[Saved entries]
= = = = = = =

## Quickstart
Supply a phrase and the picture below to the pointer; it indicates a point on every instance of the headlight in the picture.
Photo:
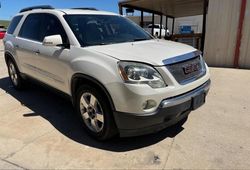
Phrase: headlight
(137, 73)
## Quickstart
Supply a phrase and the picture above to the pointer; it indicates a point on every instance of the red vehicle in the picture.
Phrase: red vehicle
(2, 33)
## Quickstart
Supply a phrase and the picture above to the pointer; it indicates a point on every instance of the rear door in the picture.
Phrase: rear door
(52, 60)
(28, 42)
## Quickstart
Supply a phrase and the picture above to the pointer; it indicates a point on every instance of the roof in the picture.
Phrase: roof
(174, 8)
(47, 8)
(90, 12)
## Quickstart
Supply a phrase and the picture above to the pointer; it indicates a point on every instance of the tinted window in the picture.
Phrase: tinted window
(52, 26)
(15, 21)
(37, 26)
(31, 28)
(104, 29)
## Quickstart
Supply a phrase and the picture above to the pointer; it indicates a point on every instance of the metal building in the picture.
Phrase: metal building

= = = = = = =

- **WHAT YOU SHOULD DO**:
How many lines in the entries above hold the string "metal"? Answer with the number and nothing more.

- **TASK RESPONSE**:
2